■ **Required work**:
1 > Which categories of assessment does the excerpt on the Core Goal 4.2 assessment rubric name, listed in the order it gives them?
2 > Can you carry on the excerpt about the Core Goal 4.2 assessment rubric from its last sentence?

■ **Page excerpt**:
··········
The basis of this system was a rubric, roughly modeled on the suggested rubric for course development provided on the Core website. We did, however, make some significant changes to this instrument in view of what we imagined to be the optimally measurable outcomes of student work in our department. Specifically, our categories of assessment are organized in ascending order of difficulty, starting with understanding of pedagogical content knowledge and ability to analyze and reflect on this content, then moving on to two of the most important transferable skills we would like our courses to foster: the awareness of different cultural belief patterns and the ability to form new and informed opinions relating other-culture material to students’ own value assumptions. This was a format that we hoped would allow faculty not only to reflect critically on how course content addresses the overall aims of Core Goal 4.2 but also to take a snapshot of our students’ performance with the goal of pinpointing changes in student success over time. The aim is to recognize successful adaptations of content and to target points of breakdown in the process of encouraging students to build new factual knowledge into the ability for successful critical thought.
All faculty members in the department were asked to upload our rubric to their Blackboard sites and, selecting a particular assignment or final exam question tailored to the aims of Core Goal 4.2, to evaluate each student’s success in the area of global learning. This has been done for every iteration of all courses bearing Core Goal 4.2 since the institution of the KU Core. The rubric report produced by Blackboard then became the numerical basis for analysis of both student and teacher performance in meeting the learning objectives of Core Goal 4.2, with the significant advantage of producing comparable results across the department.
··········
■ **Data lines**:
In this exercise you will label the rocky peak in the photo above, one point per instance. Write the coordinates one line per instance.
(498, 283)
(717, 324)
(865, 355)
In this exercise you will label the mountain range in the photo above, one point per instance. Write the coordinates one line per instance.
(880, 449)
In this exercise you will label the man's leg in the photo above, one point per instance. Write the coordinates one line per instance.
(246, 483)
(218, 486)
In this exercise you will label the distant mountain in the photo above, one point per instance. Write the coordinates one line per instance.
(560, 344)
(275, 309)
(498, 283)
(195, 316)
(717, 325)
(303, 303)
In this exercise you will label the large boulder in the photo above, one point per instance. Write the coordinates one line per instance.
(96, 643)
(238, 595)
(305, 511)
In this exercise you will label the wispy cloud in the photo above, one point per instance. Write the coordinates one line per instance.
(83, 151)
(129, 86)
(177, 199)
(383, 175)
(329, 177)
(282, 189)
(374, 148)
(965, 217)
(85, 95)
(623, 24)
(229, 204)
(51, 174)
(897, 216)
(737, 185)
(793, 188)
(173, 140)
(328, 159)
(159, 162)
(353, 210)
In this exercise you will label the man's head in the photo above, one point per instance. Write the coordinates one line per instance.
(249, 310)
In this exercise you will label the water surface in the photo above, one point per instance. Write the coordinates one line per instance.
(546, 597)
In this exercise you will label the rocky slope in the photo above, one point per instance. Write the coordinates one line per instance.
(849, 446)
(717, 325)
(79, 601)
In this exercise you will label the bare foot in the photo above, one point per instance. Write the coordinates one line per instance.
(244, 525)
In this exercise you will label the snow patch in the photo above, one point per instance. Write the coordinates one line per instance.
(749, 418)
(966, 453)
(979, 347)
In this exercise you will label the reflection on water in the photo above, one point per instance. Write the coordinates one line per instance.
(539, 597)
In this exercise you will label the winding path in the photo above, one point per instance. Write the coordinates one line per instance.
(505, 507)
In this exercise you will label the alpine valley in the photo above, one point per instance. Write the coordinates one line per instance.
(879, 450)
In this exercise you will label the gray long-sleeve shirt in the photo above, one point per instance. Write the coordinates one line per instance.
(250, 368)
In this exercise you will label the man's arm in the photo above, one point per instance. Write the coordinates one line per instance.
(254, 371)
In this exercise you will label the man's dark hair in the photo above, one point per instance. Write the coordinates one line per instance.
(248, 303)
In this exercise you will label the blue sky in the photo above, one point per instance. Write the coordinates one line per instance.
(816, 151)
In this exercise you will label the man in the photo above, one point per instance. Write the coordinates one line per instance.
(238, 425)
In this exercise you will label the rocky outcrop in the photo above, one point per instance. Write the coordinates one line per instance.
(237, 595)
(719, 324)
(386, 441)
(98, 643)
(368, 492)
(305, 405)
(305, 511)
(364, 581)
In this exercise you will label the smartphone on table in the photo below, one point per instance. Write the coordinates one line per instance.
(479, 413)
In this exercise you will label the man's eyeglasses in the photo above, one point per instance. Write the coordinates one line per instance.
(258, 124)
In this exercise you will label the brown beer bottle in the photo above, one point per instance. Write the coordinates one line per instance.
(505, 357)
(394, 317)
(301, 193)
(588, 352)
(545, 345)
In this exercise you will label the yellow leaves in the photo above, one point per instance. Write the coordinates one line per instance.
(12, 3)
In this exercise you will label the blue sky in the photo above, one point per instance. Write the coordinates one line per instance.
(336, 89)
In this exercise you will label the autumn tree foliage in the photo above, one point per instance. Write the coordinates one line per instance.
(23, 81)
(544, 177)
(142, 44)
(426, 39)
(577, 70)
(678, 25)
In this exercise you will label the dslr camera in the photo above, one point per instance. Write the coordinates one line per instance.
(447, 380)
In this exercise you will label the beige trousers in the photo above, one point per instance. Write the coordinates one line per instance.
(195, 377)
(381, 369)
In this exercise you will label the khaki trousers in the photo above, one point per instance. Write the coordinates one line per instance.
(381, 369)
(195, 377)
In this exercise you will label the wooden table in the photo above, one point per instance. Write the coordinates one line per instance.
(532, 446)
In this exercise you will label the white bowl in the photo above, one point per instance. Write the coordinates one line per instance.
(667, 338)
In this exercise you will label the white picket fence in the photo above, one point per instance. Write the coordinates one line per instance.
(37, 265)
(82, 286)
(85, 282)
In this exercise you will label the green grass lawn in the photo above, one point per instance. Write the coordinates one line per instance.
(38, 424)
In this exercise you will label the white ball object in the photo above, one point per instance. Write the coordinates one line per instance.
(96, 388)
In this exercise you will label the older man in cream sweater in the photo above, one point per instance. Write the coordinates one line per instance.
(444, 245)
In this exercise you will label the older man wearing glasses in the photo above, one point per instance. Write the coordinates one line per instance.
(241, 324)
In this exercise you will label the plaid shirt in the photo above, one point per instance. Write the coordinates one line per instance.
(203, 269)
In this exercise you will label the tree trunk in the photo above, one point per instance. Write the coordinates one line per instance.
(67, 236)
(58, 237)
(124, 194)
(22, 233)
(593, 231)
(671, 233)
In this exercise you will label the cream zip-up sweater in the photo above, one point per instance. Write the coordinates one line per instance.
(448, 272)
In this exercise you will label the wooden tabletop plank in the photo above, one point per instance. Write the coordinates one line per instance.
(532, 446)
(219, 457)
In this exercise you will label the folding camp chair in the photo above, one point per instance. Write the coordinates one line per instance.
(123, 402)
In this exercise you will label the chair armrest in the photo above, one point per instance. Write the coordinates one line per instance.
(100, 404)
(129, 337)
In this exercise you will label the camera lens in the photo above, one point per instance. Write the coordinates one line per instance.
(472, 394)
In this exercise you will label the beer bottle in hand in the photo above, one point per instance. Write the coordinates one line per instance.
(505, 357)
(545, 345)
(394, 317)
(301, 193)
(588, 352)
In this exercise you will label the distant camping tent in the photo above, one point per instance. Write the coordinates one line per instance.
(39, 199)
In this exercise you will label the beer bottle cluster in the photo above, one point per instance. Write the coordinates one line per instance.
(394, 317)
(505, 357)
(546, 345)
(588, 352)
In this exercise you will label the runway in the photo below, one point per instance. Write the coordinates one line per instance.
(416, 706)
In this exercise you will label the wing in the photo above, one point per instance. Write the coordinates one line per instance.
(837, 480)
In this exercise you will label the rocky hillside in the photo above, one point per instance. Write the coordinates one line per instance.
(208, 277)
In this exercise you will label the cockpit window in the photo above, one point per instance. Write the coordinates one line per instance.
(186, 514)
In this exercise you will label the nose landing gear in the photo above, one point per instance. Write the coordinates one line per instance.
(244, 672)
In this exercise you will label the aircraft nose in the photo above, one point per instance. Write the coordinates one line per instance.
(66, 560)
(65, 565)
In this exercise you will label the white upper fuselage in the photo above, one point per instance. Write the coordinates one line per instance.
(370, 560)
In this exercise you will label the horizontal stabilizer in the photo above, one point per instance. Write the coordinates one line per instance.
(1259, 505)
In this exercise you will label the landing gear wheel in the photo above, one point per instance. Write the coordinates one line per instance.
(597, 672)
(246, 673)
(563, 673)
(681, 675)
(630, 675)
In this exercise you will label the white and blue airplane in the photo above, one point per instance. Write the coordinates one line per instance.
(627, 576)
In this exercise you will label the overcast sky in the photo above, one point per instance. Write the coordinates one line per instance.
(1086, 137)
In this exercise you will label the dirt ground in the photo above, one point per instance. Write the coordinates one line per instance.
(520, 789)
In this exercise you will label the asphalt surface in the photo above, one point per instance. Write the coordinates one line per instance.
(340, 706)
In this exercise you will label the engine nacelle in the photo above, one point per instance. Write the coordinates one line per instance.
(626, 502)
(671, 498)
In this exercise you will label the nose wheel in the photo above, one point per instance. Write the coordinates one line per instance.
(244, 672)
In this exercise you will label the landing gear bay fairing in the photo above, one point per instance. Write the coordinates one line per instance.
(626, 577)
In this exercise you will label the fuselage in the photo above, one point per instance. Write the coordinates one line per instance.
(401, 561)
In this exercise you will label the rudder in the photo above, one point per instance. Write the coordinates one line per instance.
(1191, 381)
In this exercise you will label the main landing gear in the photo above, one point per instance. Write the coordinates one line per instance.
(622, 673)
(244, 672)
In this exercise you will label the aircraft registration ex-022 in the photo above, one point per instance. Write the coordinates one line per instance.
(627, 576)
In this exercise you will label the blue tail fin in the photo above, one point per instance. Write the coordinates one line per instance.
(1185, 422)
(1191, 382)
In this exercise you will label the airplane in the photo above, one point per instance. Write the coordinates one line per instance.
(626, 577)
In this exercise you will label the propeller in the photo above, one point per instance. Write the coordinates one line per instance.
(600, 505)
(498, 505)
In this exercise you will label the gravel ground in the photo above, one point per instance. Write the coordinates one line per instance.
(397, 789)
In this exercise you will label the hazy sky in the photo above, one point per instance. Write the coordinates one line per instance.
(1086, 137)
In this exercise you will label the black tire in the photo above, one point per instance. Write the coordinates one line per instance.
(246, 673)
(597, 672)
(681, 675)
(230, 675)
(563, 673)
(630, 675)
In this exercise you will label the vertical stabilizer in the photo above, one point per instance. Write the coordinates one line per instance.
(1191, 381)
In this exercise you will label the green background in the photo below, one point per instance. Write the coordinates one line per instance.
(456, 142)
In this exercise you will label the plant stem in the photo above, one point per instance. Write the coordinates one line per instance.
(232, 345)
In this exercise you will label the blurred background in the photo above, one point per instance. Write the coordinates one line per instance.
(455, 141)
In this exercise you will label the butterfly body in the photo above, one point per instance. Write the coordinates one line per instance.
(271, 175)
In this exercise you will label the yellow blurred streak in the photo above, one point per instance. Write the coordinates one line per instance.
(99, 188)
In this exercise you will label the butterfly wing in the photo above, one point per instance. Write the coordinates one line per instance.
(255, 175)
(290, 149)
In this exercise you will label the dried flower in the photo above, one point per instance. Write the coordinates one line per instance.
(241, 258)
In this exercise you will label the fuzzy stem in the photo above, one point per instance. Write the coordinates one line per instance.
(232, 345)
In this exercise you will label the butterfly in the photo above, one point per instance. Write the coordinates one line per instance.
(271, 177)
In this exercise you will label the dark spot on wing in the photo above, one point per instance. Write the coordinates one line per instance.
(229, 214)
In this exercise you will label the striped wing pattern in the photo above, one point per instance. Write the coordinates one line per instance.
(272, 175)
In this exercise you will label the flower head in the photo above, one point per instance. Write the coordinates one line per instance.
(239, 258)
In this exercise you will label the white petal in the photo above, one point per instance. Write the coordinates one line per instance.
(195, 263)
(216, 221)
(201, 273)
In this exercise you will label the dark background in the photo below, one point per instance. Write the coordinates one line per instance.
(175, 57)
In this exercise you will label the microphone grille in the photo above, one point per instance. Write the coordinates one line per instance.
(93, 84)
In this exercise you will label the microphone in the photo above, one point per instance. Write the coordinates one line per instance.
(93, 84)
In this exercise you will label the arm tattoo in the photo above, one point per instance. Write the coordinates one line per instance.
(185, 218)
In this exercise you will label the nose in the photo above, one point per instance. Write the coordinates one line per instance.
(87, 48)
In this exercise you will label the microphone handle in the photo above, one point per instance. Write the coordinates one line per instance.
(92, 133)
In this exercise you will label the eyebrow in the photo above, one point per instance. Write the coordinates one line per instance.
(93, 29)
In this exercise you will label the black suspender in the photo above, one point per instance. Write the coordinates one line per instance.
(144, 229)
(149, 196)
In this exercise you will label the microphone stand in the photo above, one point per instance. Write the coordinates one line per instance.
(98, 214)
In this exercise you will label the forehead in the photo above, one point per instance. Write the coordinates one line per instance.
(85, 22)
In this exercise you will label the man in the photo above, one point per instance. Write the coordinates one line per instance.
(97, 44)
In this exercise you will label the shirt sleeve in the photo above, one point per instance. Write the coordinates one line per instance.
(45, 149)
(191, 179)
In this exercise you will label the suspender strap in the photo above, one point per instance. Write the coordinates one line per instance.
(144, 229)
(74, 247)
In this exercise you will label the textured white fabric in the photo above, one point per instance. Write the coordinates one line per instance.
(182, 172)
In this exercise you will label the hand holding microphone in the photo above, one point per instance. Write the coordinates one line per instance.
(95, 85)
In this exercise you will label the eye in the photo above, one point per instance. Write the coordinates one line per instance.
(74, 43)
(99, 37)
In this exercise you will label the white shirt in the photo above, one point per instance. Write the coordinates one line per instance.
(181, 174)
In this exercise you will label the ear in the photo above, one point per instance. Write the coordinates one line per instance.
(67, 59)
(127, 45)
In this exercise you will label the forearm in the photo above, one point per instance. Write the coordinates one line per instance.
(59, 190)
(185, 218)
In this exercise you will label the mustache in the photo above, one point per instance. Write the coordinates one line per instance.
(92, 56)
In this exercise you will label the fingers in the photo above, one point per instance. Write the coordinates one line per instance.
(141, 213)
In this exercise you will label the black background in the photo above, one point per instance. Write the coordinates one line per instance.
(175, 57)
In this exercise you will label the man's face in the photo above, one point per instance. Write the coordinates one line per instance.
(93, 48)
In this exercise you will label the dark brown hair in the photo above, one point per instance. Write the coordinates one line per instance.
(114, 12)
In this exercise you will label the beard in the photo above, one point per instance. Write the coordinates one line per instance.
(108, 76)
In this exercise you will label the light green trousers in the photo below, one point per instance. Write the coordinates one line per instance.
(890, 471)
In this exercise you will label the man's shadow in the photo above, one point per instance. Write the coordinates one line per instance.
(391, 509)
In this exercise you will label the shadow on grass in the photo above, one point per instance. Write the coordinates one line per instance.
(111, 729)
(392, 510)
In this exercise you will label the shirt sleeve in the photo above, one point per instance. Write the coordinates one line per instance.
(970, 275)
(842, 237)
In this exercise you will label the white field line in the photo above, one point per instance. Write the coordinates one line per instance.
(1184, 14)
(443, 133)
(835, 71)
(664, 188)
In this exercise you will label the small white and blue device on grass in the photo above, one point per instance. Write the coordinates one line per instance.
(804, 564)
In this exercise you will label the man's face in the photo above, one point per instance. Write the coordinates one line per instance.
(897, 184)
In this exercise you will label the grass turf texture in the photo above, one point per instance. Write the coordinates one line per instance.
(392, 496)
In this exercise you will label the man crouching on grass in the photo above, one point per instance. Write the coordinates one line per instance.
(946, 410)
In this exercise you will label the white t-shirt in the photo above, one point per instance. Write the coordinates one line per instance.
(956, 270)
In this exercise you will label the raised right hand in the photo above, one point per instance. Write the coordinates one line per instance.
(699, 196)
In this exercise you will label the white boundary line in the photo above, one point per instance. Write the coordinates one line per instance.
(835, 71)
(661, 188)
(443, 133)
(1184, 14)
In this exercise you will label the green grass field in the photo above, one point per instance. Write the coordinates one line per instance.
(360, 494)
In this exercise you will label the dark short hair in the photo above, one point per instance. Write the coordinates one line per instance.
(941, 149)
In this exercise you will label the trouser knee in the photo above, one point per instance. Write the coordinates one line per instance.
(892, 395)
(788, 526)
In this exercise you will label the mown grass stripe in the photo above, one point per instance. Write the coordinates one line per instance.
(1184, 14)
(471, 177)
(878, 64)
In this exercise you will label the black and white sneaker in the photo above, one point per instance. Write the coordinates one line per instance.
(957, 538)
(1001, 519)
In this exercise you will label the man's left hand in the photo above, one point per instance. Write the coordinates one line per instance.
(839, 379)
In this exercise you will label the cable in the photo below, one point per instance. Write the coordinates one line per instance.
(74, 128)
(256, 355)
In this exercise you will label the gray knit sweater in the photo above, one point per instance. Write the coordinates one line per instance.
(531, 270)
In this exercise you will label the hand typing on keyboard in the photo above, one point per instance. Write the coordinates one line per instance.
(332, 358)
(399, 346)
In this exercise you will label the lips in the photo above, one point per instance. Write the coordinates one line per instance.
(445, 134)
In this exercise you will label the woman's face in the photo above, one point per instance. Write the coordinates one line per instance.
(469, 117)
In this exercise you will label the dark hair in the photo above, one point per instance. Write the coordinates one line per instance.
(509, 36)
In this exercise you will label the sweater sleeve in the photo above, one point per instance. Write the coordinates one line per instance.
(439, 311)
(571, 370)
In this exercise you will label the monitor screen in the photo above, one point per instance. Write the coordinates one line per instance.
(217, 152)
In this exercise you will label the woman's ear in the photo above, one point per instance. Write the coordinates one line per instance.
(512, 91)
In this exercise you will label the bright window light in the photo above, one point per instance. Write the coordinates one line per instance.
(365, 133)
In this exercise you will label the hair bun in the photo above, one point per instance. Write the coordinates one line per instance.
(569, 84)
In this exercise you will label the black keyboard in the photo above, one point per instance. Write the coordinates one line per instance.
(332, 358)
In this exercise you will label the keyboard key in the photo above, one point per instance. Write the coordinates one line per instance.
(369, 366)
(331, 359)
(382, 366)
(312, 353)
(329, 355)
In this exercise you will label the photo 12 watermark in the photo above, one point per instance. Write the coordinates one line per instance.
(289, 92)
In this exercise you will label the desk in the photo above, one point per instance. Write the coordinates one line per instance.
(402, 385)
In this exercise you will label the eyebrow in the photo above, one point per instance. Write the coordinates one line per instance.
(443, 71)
··········
■ **Outputs**:
1 >
1. Understanding of pedagogical content knowledge
2. Ability to analyze and reflect on this content
3. Awareness of different cultural belief patterns
4. Ability to form new and informed opinions relating other-culture material to students' own value assumptions

2 >
In an effort to translate the recertification process into meaningful adaptation of the French and Italian curricula, I (Christine Bourgeois) along with three of my colleagues, Antje Ziethen, Paul Scott, and Patrizio Ceccagnoli, participated in the Core Goal 4.2 Working Group with the aim of opening communication on the challenges and successes of the process. Since its first meeting in December of 2017, we have fostered and maintained dialogue within the department both on our individual courses and on the assessment process itself. This portfolio represents the preliminary findings of this collaboration. With a section detailing each of our individual work on the assessment structure of a particular course, we conclude with an appreciation of the collective lessons we have taken away from the recertification process, as well as the goals it has allowed us to set for future success.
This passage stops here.